____ Data provided

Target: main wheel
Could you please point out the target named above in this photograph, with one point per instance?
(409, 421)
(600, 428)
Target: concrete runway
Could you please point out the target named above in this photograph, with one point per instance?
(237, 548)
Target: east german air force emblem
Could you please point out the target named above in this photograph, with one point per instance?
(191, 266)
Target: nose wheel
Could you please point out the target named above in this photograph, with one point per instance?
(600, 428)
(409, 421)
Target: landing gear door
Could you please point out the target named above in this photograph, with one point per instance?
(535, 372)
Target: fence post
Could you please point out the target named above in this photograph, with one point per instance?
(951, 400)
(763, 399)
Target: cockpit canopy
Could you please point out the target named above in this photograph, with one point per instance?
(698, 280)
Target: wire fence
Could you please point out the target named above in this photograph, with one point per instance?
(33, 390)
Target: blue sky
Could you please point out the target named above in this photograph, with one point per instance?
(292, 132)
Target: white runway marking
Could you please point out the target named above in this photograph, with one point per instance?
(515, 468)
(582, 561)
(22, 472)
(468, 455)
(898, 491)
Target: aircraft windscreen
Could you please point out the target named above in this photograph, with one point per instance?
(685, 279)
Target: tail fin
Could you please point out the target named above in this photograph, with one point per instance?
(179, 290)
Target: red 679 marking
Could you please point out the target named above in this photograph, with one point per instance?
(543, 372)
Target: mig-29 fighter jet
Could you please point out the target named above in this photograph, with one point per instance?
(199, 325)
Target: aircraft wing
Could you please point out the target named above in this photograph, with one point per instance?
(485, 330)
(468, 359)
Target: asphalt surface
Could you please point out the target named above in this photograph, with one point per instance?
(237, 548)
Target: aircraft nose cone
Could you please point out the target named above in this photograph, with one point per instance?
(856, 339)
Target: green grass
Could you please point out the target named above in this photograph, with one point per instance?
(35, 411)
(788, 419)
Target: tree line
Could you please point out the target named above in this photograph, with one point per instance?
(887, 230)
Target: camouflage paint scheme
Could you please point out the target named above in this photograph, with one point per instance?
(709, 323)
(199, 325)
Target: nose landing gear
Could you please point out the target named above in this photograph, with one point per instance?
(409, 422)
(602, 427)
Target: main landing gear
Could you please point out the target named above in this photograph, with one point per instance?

________

_Exercise directions_
Without omitting anything, reproduce the whole of the data.

_Response area_
Target: main wheel
Could you please point out the target named above in this photograph, with one point per instance?
(409, 421)
(600, 428)
Target: concrete runway
Could you please point out the target named above in this photograph, with one point per instance?
(237, 548)
Target: east german air force emblem
Could you please point out the target named above in this photograph, with one point per instance?
(191, 266)
Target: nose wheel
Could you please point out the target named above in this photograph, with one point per instance?
(600, 428)
(409, 421)
Target: landing gear door
Could you please point out the target named above in this photograph, with one point per instance?
(535, 372)
Target: fence post
Could you please point out the target named above in this photograph, with one point per instance?
(951, 400)
(763, 399)
Target: cockpit canopy
Could you please point out the target named above in this photograph, with one point per instance?
(698, 280)
Target: wire fence
Could you please point out the target named above in this photograph, with one point per instance?
(33, 390)
Target: blue sky
Could you please point out the target named above in this photograph, with one point per instance?
(292, 132)
Target: white runway marking
Could you please point out the target named above in this photograph, with one point per instance?
(515, 468)
(582, 561)
(22, 472)
(468, 455)
(898, 491)
Target: aircraft windscreen
Could you please point out the target named above in this photograph, with one point per instance?
(685, 279)
Target: tail fin
Could you please point out the target named above in this photograph, with one point per instance?
(179, 290)
Target: red 679 marking
Could you please point out the target named above in this photograph, with one point per instance?
(543, 372)
Target: mig-29 fighter jet
Could you please point out the target named above in this photograph, with one point per instance?
(199, 325)
Target: aircraft wing
Could you please point out the target named above in this photograph, with one point per instance?
(485, 330)
(468, 359)
Target: asphalt surface
Could you please point out the target named above in this photograph, with one point per instance?
(237, 548)
Target: aircraft nose cone
Could you please point out the target named above in this photograph, with one point per instance?
(856, 339)
Target: green grass
Could you please point out the target named above in this photograph, with one point per instance?
(35, 411)
(788, 419)
Target: tree line
Could you please point out the target named above in this photograph, with one point per instance?
(887, 230)
Target: camouflage paint scheme
Could you please point out the target named above in this photograph, with one point per instance?
(709, 323)
(199, 325)
Target: nose landing gear
Could you please point out the target named above in this photograph, with one point per instance?
(409, 422)
(602, 427)
Target: main landing gear
Could you please point out the target named above in this photograph, with one point per instance?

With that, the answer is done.